SUPPLIED MATERIAL:
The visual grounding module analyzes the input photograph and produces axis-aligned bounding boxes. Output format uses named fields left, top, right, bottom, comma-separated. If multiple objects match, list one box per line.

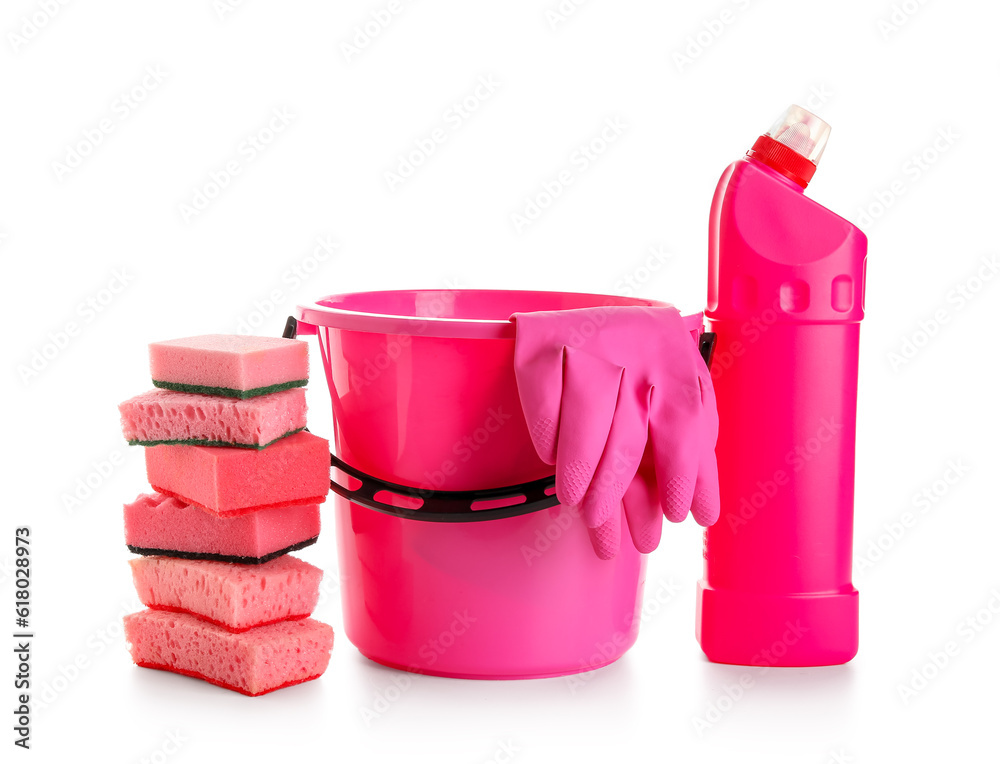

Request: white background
left=0, top=0, right=1000, bottom=764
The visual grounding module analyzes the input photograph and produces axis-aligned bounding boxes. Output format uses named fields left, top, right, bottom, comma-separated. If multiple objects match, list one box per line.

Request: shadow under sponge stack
left=119, top=335, right=333, bottom=695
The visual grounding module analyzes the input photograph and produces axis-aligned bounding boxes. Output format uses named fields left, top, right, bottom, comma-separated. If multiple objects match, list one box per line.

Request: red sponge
left=146, top=432, right=330, bottom=517
left=149, top=334, right=309, bottom=398
left=125, top=494, right=319, bottom=565
left=129, top=554, right=323, bottom=632
left=125, top=610, right=333, bottom=695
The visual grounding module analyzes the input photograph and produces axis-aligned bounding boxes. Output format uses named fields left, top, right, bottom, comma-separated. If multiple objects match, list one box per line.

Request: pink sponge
left=146, top=432, right=330, bottom=517
left=125, top=494, right=319, bottom=565
left=129, top=555, right=323, bottom=632
left=118, top=387, right=306, bottom=448
left=124, top=610, right=333, bottom=695
left=149, top=334, right=309, bottom=398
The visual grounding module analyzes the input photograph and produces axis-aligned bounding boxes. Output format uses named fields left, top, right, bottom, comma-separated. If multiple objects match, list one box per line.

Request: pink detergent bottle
left=697, top=106, right=868, bottom=666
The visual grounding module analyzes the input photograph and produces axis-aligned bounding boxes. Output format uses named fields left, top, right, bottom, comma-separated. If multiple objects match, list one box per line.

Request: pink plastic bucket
left=297, top=290, right=676, bottom=679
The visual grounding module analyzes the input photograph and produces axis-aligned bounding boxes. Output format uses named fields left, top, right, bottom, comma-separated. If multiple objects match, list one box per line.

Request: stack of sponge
left=119, top=335, right=333, bottom=695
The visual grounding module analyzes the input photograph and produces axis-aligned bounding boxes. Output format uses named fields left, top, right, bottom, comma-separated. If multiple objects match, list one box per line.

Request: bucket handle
left=281, top=316, right=559, bottom=523
left=281, top=316, right=715, bottom=523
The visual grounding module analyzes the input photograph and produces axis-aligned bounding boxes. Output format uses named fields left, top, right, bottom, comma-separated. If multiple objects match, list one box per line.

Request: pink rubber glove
left=511, top=306, right=719, bottom=559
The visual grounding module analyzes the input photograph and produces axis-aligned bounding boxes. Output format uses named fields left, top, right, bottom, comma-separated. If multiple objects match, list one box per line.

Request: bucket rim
left=295, top=289, right=702, bottom=339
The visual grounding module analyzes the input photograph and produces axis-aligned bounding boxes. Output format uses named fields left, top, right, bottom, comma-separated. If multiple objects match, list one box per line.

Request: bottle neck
left=743, top=156, right=805, bottom=194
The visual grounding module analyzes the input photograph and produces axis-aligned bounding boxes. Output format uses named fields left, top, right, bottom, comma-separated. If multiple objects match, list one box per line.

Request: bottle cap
left=747, top=105, right=830, bottom=188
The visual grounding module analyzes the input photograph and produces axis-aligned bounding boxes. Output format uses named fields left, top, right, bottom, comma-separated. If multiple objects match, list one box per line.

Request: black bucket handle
left=281, top=316, right=559, bottom=523
left=281, top=316, right=715, bottom=523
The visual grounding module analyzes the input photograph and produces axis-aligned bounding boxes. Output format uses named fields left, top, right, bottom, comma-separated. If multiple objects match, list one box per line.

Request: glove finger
left=583, top=369, right=649, bottom=528
left=691, top=369, right=720, bottom=525
left=511, top=312, right=576, bottom=464
left=556, top=347, right=622, bottom=506
left=691, top=438, right=719, bottom=525
left=649, top=382, right=702, bottom=523
left=622, top=446, right=663, bottom=554
left=587, top=505, right=622, bottom=560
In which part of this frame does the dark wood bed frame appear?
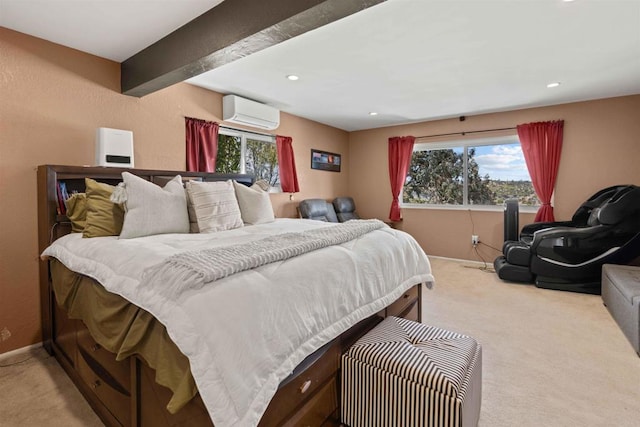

WHAT IS ASKED: Recast every row above as a numbered list, one line per item, omitting blank lines and leaving out the pictures.

SOLUTION:
1. The visual grounding module analyzes the input photograph and produces axis-aligned bounding boxes. Output format uses named fields left, top, right, bottom, comma-separated. If multiple objects match, list one box per line.
2. Request: white background
3. left=0, top=0, right=1000, bottom=764
4. The visual grounding module analyzes the input photograph and produces axis-aligned bounding boxes. Output format uses named fields left, top, right, bottom, comma-separated. If multiple objects match, list one box per line.
5. Request: shadow under sponge stack
6. left=119, top=335, right=333, bottom=695
7. The visual grounding module analyzes the input photograph and produces axis-aligned bounding boxes. Output format uses named fields left, top, right, bottom, comma-separated. If multiple objects match, list one box per line.
8. Request: red sponge
9. left=146, top=432, right=330, bottom=517
10. left=149, top=334, right=309, bottom=398
11. left=125, top=494, right=319, bottom=565
12. left=129, top=554, right=323, bottom=632
13. left=125, top=610, right=333, bottom=695
14. The visual grounding module analyzes the input photograph and produces axis-aligned bounding boxes. Output format uses named fields left, top, right, bottom, comma-separated. If multiple objects match, list one box per line.
15. Request: pink sponge
16. left=146, top=432, right=330, bottom=517
17. left=125, top=494, right=319, bottom=565
18. left=129, top=555, right=323, bottom=632
19. left=118, top=387, right=306, bottom=448
20. left=124, top=610, right=333, bottom=695
21. left=149, top=334, right=309, bottom=398
22. The visual grounding module analyzes the input photograph and produces axis-aligned bounding boxes. Output format uses named fields left, top, right, bottom, comma-separated. If multiple objects match, list one box per line.
23. Request: pink detergent bottle
24. left=697, top=106, right=868, bottom=666
25. The visual grounding module analyzes the input photograph and produces axis-aligned bounding boxes. Output format uses named fields left, top, right, bottom, comma-separated. If multiple objects match, list one box per line.
26. Request: pink plastic bucket
27. left=297, top=290, right=676, bottom=679
28. The visual grounding module analyzes the input photograph and produces axis-aligned bounding boxes. Output format uses named fields left, top, right, bottom, comma-separated. If multiple objects match, list one box per line.
29. Request: stack of sponge
30. left=119, top=335, right=333, bottom=695
31. The visual grounding module analyzes the input photograph and produces axis-aligned bounding boxes. Output format uses named fields left, top, right, bottom, comma-separated. If multiple objects match, list one box per line.
32. Request: bucket handle
33. left=281, top=316, right=559, bottom=523
34. left=281, top=316, right=715, bottom=523
35. The visual grounding module analyzes the input photograph and produces axis-aligned bounding boxes. Output format uses named fields left, top, right, bottom, comma-separated. If multiple objects match, list one box per line.
36. Request: pink rubber glove
37. left=511, top=306, right=719, bottom=559
38. The visual grounding module analyzes the input photograph and produces axis-aligned bounding boxes. Output format uses named fields left, top, right, bottom, comma-separated. If multiple objects match, list one box per line.
39. Request: bucket rim
40. left=295, top=289, right=702, bottom=339
41. The visual grounding module analyzes the input photograph and produces axis-aligned bounding boxes. Output format uses named fields left, top, right, bottom, comma-separated. If multiple objects match, list one box per line.
42. Request: bottle neck
43. left=743, top=156, right=805, bottom=194
44. The visual grounding module analyzes the input photograph and produces axis-aligned bounding boxes. Output format uses named fields left, top, right, bottom, comma-separated. If multiple objects match, list one box per line.
45. Request: bottle cap
46. left=747, top=105, right=830, bottom=188
47. The visual grounding module analyzes the input photograph and produces axis-aligned bounding boxes. Output format uses named fields left, top, right, bottom, comma-separated. If multiple objects match, list one box per line.
48. Request: black bucket handle
49. left=281, top=316, right=559, bottom=523
50. left=281, top=316, right=715, bottom=523
51. The visual grounding module analyzes the input photograph and produces axis-aligned bounding boxes. Output format uses named fields left, top, right, bottom, comma-separated. If multiple objects match, list one box per line.
52. Request: glove finger
53. left=583, top=369, right=649, bottom=528
54. left=691, top=369, right=720, bottom=525
55. left=511, top=312, right=576, bottom=464
56. left=556, top=347, right=622, bottom=506
57. left=691, top=438, right=719, bottom=525
58. left=649, top=382, right=702, bottom=523
59. left=622, top=446, right=663, bottom=554
60. left=587, top=505, right=622, bottom=560
61. In which part of this frame does the dark wood bed frame appear?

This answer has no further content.